MATERIAL FOR THIS TASK:
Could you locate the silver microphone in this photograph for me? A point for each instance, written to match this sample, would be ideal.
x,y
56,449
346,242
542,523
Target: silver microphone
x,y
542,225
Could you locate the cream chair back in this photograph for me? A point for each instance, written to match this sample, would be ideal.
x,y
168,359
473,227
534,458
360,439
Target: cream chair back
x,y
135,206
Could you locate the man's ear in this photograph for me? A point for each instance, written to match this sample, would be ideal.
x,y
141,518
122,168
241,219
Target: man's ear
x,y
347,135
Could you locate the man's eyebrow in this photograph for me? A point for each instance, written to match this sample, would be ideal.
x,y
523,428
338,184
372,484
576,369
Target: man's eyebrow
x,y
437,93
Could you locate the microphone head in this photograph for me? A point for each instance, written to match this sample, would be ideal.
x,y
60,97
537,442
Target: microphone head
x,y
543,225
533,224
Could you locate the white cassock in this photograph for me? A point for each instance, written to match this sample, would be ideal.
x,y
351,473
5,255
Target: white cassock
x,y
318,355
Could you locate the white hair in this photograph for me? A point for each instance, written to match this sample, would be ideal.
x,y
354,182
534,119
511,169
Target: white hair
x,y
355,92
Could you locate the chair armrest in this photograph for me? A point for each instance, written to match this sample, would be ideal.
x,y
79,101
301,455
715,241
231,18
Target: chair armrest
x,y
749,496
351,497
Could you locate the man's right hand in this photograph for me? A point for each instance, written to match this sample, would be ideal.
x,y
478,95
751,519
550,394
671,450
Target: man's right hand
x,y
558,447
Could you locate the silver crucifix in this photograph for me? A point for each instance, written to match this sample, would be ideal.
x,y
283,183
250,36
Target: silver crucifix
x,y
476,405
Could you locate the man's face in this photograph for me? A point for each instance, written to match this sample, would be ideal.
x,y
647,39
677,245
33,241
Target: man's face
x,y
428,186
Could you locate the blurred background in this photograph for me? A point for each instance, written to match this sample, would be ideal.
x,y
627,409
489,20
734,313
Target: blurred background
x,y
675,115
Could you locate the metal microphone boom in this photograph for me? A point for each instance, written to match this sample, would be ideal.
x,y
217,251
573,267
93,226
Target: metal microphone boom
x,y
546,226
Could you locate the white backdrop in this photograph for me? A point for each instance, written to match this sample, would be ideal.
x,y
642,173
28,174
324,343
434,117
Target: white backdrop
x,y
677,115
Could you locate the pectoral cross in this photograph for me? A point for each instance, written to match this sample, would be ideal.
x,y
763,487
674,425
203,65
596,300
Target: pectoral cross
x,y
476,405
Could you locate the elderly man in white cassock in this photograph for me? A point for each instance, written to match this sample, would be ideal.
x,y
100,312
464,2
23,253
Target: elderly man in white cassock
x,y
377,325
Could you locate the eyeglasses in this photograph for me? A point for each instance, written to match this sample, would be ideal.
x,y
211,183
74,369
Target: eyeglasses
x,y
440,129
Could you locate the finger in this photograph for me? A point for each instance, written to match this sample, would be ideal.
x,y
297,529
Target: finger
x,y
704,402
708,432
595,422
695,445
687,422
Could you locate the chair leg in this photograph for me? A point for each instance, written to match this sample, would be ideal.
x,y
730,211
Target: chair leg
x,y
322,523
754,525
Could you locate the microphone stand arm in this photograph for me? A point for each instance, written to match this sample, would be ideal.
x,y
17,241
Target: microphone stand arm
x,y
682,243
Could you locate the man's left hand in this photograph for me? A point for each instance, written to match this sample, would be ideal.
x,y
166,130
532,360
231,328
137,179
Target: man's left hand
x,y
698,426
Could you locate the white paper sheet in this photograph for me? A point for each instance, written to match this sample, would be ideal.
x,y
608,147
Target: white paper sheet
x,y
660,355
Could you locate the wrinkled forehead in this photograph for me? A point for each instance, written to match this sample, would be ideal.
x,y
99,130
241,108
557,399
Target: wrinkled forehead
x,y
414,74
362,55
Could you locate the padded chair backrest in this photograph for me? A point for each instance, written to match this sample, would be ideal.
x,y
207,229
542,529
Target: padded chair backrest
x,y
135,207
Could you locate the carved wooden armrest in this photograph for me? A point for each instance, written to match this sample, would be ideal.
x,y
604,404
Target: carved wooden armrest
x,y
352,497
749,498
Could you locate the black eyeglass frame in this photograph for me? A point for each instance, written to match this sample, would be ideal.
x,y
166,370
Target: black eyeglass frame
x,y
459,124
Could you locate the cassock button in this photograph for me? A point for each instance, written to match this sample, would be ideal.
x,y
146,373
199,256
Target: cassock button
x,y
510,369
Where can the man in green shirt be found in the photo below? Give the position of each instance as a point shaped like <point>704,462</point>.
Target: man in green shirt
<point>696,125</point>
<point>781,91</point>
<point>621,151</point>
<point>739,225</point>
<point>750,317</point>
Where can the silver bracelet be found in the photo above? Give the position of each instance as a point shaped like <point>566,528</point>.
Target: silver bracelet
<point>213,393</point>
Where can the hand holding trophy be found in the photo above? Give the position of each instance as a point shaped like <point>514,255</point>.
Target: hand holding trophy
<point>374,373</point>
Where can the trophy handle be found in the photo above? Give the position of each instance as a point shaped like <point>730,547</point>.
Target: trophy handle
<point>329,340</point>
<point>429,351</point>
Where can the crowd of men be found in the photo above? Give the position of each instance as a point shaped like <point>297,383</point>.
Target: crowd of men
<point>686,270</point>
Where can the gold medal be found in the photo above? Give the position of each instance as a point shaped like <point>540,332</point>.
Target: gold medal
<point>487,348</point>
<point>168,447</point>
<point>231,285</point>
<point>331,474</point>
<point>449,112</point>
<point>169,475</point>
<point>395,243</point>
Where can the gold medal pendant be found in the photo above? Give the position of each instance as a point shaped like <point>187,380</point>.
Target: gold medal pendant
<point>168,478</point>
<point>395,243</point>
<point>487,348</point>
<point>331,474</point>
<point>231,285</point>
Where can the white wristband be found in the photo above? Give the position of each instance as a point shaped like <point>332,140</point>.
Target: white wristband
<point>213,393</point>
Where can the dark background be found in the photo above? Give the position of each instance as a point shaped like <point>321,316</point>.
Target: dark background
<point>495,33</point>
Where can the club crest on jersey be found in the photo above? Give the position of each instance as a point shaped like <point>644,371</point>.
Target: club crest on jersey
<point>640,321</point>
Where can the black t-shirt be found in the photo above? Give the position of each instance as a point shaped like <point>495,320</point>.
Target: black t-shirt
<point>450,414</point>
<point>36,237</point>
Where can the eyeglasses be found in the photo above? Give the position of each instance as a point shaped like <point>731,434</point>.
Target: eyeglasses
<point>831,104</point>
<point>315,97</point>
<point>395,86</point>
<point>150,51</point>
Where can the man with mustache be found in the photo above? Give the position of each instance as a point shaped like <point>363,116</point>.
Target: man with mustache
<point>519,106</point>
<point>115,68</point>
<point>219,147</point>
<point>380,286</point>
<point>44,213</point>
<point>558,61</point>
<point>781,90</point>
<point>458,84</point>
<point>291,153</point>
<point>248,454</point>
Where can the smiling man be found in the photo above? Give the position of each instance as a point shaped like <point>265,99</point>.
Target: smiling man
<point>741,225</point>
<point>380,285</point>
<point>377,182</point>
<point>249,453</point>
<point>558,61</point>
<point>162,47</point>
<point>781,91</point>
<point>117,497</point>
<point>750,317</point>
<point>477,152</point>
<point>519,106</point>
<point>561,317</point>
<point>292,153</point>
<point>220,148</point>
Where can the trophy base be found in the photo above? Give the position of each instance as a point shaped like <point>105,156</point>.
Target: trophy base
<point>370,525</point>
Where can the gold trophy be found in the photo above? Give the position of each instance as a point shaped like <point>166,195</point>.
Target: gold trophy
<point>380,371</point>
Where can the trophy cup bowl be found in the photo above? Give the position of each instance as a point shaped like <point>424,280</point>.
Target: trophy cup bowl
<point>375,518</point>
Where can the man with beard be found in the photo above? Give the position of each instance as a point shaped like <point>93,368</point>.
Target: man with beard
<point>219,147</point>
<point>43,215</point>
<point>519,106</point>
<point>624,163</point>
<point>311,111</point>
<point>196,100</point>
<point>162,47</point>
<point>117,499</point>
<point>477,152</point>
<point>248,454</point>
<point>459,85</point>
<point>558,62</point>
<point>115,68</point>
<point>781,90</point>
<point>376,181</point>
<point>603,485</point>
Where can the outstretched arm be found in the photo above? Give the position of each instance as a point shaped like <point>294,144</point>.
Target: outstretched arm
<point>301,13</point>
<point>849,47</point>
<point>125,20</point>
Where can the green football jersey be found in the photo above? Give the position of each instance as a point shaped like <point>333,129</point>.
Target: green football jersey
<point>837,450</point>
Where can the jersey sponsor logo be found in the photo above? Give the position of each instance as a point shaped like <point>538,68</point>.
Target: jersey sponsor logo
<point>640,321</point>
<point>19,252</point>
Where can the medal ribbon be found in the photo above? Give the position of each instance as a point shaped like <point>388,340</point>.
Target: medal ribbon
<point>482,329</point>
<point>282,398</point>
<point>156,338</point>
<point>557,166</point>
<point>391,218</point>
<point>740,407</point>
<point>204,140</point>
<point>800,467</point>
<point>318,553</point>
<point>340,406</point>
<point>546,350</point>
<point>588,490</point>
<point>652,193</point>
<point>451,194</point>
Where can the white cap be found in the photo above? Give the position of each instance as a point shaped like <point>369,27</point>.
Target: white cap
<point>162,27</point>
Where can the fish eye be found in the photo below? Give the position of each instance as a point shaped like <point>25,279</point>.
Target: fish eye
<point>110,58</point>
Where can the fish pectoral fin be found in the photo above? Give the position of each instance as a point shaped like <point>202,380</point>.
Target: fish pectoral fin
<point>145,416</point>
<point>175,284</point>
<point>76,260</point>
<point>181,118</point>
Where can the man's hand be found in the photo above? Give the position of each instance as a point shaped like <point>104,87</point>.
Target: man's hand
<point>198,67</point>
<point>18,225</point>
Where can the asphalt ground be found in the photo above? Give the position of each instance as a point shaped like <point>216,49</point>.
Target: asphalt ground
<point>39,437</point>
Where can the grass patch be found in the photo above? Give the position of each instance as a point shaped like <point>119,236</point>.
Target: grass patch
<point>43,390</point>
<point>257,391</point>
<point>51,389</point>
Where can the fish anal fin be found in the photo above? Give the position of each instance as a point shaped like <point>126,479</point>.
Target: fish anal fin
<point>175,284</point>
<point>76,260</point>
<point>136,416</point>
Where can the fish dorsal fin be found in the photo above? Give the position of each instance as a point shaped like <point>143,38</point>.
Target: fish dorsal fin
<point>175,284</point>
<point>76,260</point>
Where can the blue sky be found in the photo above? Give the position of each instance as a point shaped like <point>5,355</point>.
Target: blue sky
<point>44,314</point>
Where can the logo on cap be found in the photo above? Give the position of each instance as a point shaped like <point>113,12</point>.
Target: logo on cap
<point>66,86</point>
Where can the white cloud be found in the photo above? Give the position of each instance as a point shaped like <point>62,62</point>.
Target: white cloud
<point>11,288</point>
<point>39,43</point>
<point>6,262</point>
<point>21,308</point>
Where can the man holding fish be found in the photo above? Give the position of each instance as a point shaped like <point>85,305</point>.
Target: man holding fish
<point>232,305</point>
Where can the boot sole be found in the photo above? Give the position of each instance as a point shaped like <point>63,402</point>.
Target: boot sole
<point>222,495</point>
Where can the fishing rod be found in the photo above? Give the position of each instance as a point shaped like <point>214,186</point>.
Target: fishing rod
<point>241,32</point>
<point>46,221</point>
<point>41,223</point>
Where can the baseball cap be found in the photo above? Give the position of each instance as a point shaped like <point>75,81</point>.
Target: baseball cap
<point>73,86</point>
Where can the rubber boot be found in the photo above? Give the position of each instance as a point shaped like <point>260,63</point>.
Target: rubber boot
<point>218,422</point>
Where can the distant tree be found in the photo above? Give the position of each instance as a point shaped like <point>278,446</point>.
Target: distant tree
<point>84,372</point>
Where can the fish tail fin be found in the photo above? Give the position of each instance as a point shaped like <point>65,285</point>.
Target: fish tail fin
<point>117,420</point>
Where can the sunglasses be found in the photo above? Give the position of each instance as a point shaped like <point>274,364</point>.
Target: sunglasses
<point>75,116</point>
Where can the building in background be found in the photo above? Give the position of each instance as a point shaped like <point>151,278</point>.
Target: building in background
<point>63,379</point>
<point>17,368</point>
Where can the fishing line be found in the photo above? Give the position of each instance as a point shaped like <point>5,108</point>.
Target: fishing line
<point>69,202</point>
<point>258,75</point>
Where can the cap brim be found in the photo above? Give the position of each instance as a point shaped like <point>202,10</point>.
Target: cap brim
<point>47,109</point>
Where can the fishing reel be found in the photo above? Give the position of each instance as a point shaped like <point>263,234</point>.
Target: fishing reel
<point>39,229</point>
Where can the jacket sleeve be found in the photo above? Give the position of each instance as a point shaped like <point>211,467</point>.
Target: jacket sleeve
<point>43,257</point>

EXERCISE DESCRIPTION: Pull out every line of the records above that contains the word "below".

REPLY TO THE TASK:
Where can the man in green shirt be found in the photo below? Give the position of each instance as a point shaped like <point>704,462</point>.
Where can the fish eye be found in the photo below? Give the position of each instance as a point shaped like <point>25,279</point>.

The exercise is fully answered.